As depicted, OS 138 also includes kernel 142, which includes lower levels of functionality for OS 138, including providing essential services required by other parts of OS 138 and application programs 144, including memory management, process and task management, disk management, and mouse and keyboard management.

Application programs 144 include a renderer, shown in exemplary manner as a browser 146. Browser 146 includes program modules and instructions enabling a world wide web (WWW) client (i.e., computer 102) to send and receive network messages to the Internet using hypertext transfer protocol (HTTP) messaging, thus enabling communication with software deploying server 150 and/or other computer systems.

Application programs 144 in computer 102's system memory (as well as software deploying server 150's system memory) also include a Throttle Control Logic (TCL) 148. TCL 148 includes code for implementing the processes described below, including those described and/or referenced in FIGS. 2-4. In one embodiment, computer 102 is able to download TCL 148 from software deploying server 150, including in an on-demand basis, wherein the code in TCL 148 is not downloaded until needed for execution. Note further that, in one embodiment of the present invention, software deploying server 150 performs all of the functions associated with the present invention (including execution of TCL 148), thus freeing computer 102 from having to use its own internal computing resources to execute TCL 148.

Note that the hardware elements depicted in computer 102 are not intended to be exhaustive, but rather are representative to highlight essential components required by the present invention. For instance, computer 102 may include alternate memory storage devices such as magnetic cassettes, digital versatile disks (DVDs), Bernoulli cartridges, and the like. These and other variations are intended to be within the spirit and scope of the present invention.
==============================
**Written instruction 1:**
In the on-demand embodiment described in the patent excerpt on computer 102, when is the code in TCL 148 downloaded?
**Written instruction 2:**
Render this sentence from the patent excerpt on computer 102 in Spanish: "Application programs 144 include a renderer, shown in exemplary manner as a browser 146."
**Written instruction 3:**
Pick up the patent excerpt on computer 102 after its last sentence and keep writing.
The material has no connection to the patent excerpt on computer 102.
==============================
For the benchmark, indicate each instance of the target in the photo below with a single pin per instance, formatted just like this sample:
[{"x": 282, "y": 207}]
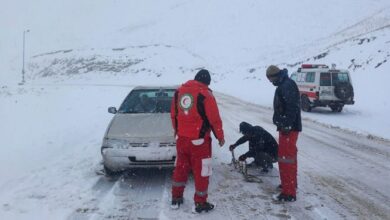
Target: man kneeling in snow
[{"x": 262, "y": 146}]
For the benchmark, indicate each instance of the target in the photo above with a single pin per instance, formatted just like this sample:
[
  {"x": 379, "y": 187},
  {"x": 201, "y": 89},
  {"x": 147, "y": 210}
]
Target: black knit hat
[
  {"x": 245, "y": 127},
  {"x": 203, "y": 76}
]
==============================
**Final result 1:**
It is not downloaded until it is needed for execution.

**Final result 2:**
Los programas de aplicación 144 incluyen un renderizador, mostrado de manera ejemplar como un navegador 146.

**Final result 3:**
With reference now to FIG. 2, an exemplary data center room 200 in which the present invention may be implemented/utilized is depicted. Data center room 200 is a room (i.e., in one embodiment an enclosed space) that is cooled and/or heated by a Computer Room Air Conditioner (CRAC) 202. The CRAC system 202 is a mechanical air cooling system (i.e., composed of refrigeration units, fans, air ducts, plenums, etc.) that provides refrigerated (cooled) and/or heated air to the data center room 200 via a plurality of air outlets (not shown). In one embodiment, the cooled/heated air provided by the CRAC system 202 is distributed uniformly throughout the data center room 200. In another embodiment, the cooled/heated air from the CRAC system 202 is unevenly channeled by adjusting air registers (vents) and duct valves, such that one area/device within the data center room 200 receives more or less conditioned air than another area/device within the data center room 200.

Within (or communicatively coupled to) CRAC 202 is a CRAC condition sensor 204. CRAC condition sensor 204 includes hardware logic that monitors the operation of the CRAC 202. For example, CRAC condition sensor 204 may include a power sensor that detects if power has been cut off from the fans and/or other hardware components of CRAC 202.

Similarly, CRAC condition sensor 204 may include logic that determines whether or not the CRAC 202 is able to provide cooled air at a temperature reflected by a thermostat 206 for the data center room 200. That is, if the CRAC 202 is under-sized for the amount of electronic devices that need to be cooled within the data center room 200, then there will be a difference between the temperature setting selected at the thermostat 206 and the actual temperature of the data center room 200 (as detected by a room thermometer 208).

Thus, CRAC condition sensor 204 includes hardware logic that is able to identify any performance problems with the CRAC 202, including but not limited to complete failures, partial failures, sub-optimal performance, etc.

As depicted, multiple electronic devices are located within the data center room 200. In the illustrative example, these electronic devices are servers 210a-210n, where “n” is an integer. Servers 210a-210n are referred to herein as servers, systems, and/or devices.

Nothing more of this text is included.